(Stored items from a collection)
--
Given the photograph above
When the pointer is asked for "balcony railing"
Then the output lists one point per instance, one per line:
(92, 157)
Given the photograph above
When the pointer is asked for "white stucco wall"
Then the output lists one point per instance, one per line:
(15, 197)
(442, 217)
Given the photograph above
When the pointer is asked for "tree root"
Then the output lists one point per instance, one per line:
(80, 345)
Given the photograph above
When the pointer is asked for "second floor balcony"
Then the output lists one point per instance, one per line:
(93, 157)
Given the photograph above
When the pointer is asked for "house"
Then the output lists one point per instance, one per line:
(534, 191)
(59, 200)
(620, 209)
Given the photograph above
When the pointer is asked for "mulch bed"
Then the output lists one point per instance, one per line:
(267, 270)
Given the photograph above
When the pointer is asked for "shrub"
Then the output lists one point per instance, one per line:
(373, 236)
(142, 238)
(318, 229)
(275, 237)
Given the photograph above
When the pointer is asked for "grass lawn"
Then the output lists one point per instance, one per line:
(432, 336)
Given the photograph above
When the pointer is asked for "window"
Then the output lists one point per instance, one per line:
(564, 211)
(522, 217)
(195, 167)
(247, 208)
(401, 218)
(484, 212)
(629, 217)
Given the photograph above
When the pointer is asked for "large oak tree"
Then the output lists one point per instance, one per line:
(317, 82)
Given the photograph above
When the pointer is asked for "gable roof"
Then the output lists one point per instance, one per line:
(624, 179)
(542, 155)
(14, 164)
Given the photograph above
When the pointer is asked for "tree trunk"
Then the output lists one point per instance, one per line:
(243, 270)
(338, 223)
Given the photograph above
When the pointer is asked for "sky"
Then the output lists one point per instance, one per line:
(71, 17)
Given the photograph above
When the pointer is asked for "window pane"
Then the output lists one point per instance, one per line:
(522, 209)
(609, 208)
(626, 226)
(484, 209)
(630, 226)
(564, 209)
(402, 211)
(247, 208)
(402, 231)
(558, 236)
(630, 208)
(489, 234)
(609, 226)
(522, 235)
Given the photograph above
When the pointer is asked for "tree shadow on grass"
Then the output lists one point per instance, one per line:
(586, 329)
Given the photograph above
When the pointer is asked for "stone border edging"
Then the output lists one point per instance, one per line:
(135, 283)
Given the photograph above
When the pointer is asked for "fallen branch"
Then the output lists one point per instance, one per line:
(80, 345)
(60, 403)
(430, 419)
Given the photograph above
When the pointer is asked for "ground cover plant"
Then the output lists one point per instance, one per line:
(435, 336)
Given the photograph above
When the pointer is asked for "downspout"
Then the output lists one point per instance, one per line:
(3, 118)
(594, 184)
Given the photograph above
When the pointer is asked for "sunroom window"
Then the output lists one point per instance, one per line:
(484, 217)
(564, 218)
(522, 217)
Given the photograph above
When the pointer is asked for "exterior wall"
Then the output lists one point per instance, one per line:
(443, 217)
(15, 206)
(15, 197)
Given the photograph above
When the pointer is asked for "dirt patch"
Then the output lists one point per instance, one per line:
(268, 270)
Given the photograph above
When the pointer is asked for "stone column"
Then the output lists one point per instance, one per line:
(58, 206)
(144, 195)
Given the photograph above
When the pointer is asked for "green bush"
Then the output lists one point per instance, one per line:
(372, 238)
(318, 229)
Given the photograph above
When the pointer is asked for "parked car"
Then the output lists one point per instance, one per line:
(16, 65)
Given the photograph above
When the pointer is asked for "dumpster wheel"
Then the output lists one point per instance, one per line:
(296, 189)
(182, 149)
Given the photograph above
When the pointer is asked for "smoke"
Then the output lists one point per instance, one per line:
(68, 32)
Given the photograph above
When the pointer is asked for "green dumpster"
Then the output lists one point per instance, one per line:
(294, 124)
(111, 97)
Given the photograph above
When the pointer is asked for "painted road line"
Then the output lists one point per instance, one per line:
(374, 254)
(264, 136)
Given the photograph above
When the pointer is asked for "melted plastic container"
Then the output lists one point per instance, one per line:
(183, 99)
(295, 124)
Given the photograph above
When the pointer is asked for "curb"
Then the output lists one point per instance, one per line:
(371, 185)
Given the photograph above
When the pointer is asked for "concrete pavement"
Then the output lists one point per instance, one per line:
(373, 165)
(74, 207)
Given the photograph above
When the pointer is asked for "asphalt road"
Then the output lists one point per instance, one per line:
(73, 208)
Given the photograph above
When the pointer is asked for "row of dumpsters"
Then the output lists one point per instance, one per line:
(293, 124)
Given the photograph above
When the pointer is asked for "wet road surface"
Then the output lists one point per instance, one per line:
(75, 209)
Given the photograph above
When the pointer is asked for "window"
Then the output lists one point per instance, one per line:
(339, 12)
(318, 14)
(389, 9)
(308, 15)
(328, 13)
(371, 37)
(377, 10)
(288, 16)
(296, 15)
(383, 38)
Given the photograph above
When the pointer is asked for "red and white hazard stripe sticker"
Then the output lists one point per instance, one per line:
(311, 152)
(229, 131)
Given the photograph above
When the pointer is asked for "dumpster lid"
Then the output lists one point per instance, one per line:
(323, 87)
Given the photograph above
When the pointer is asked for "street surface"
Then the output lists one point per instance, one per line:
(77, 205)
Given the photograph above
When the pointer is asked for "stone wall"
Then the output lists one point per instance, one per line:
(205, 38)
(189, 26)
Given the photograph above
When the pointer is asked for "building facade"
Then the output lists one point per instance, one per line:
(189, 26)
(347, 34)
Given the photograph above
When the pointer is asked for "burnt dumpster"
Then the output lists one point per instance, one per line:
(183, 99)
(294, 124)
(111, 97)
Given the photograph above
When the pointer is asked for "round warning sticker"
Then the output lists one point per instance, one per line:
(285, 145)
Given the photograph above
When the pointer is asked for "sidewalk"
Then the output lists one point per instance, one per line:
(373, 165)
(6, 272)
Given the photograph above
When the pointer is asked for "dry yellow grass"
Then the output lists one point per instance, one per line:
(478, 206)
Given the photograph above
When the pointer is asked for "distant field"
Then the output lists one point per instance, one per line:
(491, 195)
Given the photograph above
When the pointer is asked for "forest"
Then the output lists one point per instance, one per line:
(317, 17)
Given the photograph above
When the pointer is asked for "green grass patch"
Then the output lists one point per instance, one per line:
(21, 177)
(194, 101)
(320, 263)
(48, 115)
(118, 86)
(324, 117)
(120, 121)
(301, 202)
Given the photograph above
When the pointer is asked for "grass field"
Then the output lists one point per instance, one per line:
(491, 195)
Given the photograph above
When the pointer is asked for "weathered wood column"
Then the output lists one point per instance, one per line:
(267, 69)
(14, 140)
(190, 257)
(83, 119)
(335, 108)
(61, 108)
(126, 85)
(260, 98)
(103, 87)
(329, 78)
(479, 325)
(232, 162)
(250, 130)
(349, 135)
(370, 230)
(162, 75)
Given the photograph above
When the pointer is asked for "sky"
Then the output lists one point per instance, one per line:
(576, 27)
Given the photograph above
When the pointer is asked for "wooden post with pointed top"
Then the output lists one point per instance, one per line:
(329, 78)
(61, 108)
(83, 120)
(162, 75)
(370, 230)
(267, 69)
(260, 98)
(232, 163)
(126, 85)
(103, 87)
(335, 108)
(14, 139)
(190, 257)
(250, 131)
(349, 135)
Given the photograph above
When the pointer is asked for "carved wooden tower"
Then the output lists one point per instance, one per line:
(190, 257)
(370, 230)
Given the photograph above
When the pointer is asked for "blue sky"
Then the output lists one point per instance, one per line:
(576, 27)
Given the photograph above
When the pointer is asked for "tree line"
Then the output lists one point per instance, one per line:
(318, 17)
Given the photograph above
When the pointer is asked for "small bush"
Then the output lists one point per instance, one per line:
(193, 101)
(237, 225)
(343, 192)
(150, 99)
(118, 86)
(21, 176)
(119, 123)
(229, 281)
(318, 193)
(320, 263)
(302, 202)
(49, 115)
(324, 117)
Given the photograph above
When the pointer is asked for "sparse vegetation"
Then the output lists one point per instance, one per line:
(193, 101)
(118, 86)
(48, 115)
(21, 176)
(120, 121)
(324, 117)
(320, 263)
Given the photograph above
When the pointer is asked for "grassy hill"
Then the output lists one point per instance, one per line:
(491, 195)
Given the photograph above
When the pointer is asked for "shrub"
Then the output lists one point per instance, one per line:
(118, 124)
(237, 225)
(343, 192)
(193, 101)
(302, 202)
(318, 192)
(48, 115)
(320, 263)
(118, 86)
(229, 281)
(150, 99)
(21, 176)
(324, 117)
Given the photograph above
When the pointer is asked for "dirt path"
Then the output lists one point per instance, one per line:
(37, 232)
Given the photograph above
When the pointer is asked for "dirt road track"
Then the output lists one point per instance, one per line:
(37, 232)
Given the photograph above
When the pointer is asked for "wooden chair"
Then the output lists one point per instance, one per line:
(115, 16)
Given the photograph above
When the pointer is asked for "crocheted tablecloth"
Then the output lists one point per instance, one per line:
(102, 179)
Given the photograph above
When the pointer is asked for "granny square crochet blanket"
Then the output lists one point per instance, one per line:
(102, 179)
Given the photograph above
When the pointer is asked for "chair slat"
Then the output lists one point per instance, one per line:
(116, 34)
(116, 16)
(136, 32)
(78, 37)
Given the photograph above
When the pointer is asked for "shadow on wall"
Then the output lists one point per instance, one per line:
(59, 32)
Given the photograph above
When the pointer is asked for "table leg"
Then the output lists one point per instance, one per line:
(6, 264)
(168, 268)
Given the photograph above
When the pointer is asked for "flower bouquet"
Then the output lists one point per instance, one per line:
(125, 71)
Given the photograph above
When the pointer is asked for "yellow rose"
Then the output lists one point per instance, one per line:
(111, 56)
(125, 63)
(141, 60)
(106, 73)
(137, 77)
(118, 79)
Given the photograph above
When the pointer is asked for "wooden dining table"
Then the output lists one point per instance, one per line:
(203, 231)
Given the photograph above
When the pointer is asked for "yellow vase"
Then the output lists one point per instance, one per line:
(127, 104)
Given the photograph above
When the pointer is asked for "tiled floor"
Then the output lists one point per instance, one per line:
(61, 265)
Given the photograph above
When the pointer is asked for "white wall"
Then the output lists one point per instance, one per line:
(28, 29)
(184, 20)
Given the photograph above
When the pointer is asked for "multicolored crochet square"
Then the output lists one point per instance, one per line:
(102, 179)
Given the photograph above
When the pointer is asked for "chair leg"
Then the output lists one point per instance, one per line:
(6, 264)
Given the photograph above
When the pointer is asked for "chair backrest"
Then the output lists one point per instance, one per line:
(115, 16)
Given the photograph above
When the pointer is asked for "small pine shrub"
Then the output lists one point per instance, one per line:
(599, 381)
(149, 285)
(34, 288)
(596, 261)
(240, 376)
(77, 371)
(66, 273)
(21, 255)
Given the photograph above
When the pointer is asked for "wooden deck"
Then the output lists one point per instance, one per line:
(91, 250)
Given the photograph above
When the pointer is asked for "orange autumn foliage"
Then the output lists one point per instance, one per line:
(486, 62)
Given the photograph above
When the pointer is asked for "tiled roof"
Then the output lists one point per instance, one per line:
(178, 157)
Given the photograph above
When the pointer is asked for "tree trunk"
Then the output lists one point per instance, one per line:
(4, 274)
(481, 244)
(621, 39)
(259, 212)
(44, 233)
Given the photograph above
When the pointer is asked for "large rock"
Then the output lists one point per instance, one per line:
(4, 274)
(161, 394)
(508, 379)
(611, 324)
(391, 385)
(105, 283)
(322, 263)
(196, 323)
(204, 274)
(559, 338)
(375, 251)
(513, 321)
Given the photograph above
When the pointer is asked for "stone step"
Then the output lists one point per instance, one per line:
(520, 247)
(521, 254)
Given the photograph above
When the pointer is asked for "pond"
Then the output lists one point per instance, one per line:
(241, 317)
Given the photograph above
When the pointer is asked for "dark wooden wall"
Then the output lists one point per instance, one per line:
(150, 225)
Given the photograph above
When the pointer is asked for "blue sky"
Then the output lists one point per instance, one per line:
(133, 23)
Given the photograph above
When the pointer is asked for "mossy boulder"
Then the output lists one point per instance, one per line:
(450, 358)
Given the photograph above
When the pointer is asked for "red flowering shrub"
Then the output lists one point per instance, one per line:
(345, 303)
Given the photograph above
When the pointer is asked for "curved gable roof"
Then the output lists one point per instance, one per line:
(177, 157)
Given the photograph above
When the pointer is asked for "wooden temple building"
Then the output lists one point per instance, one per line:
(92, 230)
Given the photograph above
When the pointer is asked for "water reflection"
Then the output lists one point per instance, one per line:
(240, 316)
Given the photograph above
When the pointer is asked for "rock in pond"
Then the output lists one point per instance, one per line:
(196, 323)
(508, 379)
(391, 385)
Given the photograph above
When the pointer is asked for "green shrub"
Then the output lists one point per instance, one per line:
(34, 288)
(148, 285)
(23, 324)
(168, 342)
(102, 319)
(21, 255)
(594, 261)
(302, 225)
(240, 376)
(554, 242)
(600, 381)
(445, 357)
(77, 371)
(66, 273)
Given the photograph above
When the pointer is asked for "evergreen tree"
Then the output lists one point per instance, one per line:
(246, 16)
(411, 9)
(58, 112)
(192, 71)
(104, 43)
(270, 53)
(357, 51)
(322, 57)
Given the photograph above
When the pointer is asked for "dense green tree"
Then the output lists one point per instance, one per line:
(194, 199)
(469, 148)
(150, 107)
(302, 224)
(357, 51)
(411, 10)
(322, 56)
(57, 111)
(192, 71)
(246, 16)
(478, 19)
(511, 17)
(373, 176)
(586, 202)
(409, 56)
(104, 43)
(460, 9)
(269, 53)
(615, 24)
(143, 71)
--
= Activity =
For each line above that contains "square", make a copy.

= Written solution =
When the pointer is asked for "granny square crochet blanket"
When the pointer is asked for "multicolored crochet square"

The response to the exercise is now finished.